(Natural-language object grounding data)
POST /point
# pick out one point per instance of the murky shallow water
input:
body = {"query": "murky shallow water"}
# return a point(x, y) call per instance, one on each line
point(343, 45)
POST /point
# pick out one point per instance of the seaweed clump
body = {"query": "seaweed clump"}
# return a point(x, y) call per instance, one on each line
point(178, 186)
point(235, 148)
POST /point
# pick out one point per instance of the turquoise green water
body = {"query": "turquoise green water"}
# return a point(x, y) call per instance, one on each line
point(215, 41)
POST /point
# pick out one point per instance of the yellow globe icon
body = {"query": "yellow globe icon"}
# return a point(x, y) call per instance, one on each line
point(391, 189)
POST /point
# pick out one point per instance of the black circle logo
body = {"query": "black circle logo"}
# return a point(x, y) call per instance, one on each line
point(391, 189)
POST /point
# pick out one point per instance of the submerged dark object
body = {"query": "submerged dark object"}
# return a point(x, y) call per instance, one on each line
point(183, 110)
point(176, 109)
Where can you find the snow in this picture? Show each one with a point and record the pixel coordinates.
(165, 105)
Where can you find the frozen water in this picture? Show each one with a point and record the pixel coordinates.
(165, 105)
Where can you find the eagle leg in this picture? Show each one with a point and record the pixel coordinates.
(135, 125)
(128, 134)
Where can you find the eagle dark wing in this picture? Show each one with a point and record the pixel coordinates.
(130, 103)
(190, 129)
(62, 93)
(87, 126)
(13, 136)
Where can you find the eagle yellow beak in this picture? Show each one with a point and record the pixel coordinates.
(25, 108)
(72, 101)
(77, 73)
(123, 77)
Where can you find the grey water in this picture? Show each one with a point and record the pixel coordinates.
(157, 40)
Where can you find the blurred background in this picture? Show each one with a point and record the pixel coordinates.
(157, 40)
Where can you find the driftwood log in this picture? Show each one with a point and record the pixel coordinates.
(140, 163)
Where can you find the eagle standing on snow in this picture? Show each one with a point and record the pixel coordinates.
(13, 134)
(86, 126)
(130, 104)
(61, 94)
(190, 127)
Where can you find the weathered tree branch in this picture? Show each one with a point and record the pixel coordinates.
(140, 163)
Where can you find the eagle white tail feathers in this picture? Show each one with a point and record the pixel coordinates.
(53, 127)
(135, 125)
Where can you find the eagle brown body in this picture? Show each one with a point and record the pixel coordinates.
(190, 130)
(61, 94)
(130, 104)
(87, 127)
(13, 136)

=== Exercise directions ===
Word for word, restate all of the data shown above.

=== Expected answer ===
POST /point
# pick out one point per instance of the murky shallow water
input:
body = {"query": "murky shallow water"}
# return a point(x, y) call per instance, one on each line
point(343, 45)
POST /point
# pick out one point per instance of the seaweed clump
body = {"query": "seaweed clump"}
# return a point(x, y) call per instance, one on each line
point(178, 186)
point(235, 148)
POST /point
# pick out one point per instance of the turquoise green water
body = {"query": "turquoise green water"}
# return a point(x, y) call per instance, one on each line
point(215, 41)
POST /point
# pick out one point per instance of the yellow globe icon
body = {"query": "yellow globe icon"}
# return a point(x, y) call per instance, one on each line
point(391, 189)
POST /point
# pick out one point per instance of the black circle logo
body = {"query": "black circle logo"}
# return a point(x, y) call per instance, one on each line
point(391, 189)
POST /point
# pick out one point per instance of the submerged dark object
body = {"query": "submerged dark object"}
# return a point(x, y) call per instance, one on each line
point(183, 110)
point(176, 109)
Where can you find the snow in this picture? Show each one with a point and record the pixel coordinates.
(165, 105)
Where can you find the frozen water in this picture? Show each one with a point and record the pixel coordinates.
(165, 105)
Where can you find the eagle leg in this picture? Show each one with a point and record the pixel coordinates.
(135, 125)
(128, 134)
Where can you find the eagle dark wing in this picture? Show each one with a point and record the pixel coordinates.
(130, 103)
(190, 129)
(62, 93)
(87, 126)
(13, 136)
Where can you find the eagle yellow beak in this picture? Show each one with a point and record the pixel coordinates.
(25, 108)
(72, 101)
(77, 73)
(123, 77)
Where can you find the grey water in this picture? Show each one with a point and record the pixel coordinates.
(157, 40)
Where can you find the blurred background in this picture? Show each one with a point and record the pixel coordinates.
(157, 40)
Where can you find the driftwood log in this picture? Show each one with a point and record the pixel coordinates.
(140, 163)
Where can you find the eagle standing on snow in this picture? Show each one with a point and record the pixel coordinates.
(13, 134)
(86, 126)
(130, 104)
(61, 94)
(190, 127)
Where can you find the weathered tree branch in this picture? Show each one with a point and record the pixel coordinates.
(140, 163)
Where can you find the eagle white tail feathers in this picture? Show each one with a point and record the pixel coordinates.
(53, 127)
(135, 125)
Where can you find the eagle brown body in this picture? Show each one with a point and record the pixel coordinates.
(190, 130)
(61, 94)
(130, 104)
(87, 127)
(13, 136)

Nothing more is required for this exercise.